__ACTIVITY__: The records below need to be set down again exactly; their images stay out.

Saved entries

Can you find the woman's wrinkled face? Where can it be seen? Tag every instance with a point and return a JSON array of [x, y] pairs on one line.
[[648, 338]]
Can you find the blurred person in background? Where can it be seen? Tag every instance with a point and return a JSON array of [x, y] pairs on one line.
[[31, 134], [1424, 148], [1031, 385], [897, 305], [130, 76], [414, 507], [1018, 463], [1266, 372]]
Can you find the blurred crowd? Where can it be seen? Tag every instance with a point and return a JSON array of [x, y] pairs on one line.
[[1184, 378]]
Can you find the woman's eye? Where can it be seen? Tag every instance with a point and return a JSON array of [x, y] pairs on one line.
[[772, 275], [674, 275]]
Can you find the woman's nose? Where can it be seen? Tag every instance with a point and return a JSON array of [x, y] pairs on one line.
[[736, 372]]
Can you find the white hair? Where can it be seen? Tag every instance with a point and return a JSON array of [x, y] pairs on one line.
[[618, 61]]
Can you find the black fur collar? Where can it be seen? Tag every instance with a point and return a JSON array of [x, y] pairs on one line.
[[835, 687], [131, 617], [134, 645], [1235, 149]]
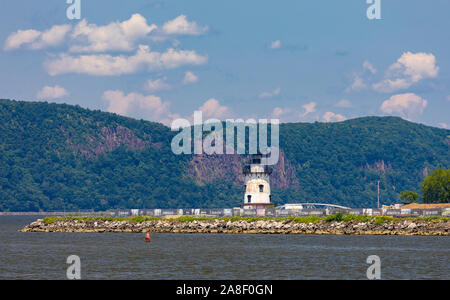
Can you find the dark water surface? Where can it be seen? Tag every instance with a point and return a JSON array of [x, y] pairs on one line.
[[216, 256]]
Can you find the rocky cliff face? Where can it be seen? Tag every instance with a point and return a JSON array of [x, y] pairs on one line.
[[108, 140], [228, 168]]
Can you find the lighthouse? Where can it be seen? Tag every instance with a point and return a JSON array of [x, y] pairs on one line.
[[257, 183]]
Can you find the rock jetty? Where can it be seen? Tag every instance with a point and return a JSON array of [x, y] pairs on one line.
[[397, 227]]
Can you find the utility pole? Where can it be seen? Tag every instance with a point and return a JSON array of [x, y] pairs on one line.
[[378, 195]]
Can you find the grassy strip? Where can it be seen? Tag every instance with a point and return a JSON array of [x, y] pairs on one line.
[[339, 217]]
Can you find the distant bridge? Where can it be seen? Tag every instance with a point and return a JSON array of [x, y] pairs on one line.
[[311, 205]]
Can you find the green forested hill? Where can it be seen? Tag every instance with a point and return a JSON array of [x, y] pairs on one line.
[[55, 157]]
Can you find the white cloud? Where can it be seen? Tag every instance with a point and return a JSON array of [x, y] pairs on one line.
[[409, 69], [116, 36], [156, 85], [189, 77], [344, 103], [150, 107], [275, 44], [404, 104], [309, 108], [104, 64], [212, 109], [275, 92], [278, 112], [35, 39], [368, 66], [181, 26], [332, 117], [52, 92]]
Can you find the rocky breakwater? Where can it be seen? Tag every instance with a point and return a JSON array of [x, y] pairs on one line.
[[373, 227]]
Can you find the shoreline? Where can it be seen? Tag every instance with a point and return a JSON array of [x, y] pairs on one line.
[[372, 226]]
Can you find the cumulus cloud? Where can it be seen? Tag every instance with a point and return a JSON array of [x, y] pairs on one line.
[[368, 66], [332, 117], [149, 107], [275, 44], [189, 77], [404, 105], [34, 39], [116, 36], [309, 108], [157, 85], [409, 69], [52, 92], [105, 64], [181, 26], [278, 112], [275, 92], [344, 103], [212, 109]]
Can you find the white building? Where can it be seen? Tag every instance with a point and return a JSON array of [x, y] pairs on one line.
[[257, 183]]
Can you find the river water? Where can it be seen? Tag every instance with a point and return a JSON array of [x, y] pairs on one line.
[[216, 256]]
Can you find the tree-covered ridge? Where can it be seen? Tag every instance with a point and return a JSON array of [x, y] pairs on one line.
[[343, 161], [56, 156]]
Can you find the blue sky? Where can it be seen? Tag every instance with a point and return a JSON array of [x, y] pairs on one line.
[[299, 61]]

__THE ANSWER__:
Can you find the woman's wrinkled face? Where can it be seen? Tag every instance with a point and return a JSON array of [x, y] pairs on one line.
[[648, 338]]
Can you find the blurred person in background? Where can it be seen? Tag every instance with a point and return a JSON array of [x, y] pairs on one line.
[[31, 134], [1424, 148], [1031, 385], [897, 305], [130, 76], [414, 507], [1018, 463], [1266, 372]]
Can you find the blurred crowd? Where can it be seen? Tag every instance with a point and return a JSON array of [x, y] pairs on one line.
[[1184, 378]]
Can you find the woman's eye? Where can it be seen? Tag every instance with a point and return a JSON array of [x, y] pairs on one line.
[[772, 275], [674, 275]]
Can you find the woman's nose? Where can it be seen? Tag every instance with a point and return a JSON array of [x, y] pairs on one line.
[[736, 372]]
Can you find the white hair? Where can it be seen? Tag every instance with a point and return a JSON array of [x, y] pairs on one line.
[[618, 61]]
Can you find the black fur collar? Where can it be seen? Tag every instance with a point and return a JSON array of [x, y] pairs on one line.
[[835, 687], [131, 617], [134, 645], [1235, 149]]
Can you find the dark water surface? Where can it be seen? Tag every instance with a point and return a JSON array of [x, y] pairs on one line.
[[216, 256]]
Can you find the rocky cliff face? Where can it be seen? Tag every instance with a point and return a JSON array of [x, y] pairs on one line.
[[108, 140], [228, 168]]
Can you find the lighthouse? Where can it be seen? Tag every instance with a point and return a JSON array of [x, y] pairs on one line.
[[257, 183]]
Can you find the rock jetty? Where can it be seen? Tag every instance with a point and return a JSON array of [x, y] pairs on one line.
[[397, 227]]
Can you find the utility pole? Where can it be seen? Tag every instance with a point and return a JSON array of [x, y] pairs on one line.
[[378, 195]]
Can you find the grassy strip? Where can it be seen? Tag every instance with a point and return a JSON array of [x, y] pairs on one line.
[[339, 217]]
Can you find the distant bridge? Where can it be seen? Tag every instance with a point and return a JSON array of [x, y] pairs on one line.
[[311, 205]]
Can you find the green forested hill? Where can it be seen? Tag every instance with a point and return a JSON array of [x, y] pairs on one line.
[[55, 157]]
Can you find the white cloud? Where can it be seen? Tag every instance with a point and return a JSON array of [x, y] pairs on one line.
[[409, 69], [116, 36], [156, 85], [189, 77], [344, 103], [150, 107], [275, 44], [404, 104], [309, 108], [104, 64], [212, 109], [275, 92], [278, 112], [35, 39], [368, 66], [181, 26], [332, 117], [52, 92]]
Can you find the rocky breakwater? Where can it be seen? Tag every instance with a point and return a JSON array of [x, y] pairs on one line.
[[373, 227]]
Can you find the shoreline? Where can it be seen? Tag every instance with a point and return a JSON array of [x, y] pairs on one line.
[[372, 226]]
Can you find the cumulus cloud? Where can it be seen? Tag every instance with a point and return a JSON array of [x, y] pairs on one line.
[[368, 66], [332, 117], [149, 107], [275, 44], [189, 77], [404, 105], [34, 39], [116, 36], [309, 108], [157, 85], [409, 69], [52, 92], [105, 64], [181, 26], [278, 112], [275, 92], [344, 103], [212, 109]]
Can you find the white building? Where can it be seen? Tag every instance with a point and return a JSON array of [x, y] pairs on one line.
[[257, 183]]
Can you find the river water? Where can it be seen? Tag every instance with a point and return a JSON array of [x, y] pairs on one line.
[[216, 256]]
Can you find the tree-covered ridge? Where can it be seen? Tag every instance with a point and return a JSON array of [x, y] pairs on one line.
[[343, 161], [56, 156]]
Can you find the blue sky? Where can it be seen? Tag every instance with a point and return a JSON array of [x, y] pairs on one line.
[[299, 61]]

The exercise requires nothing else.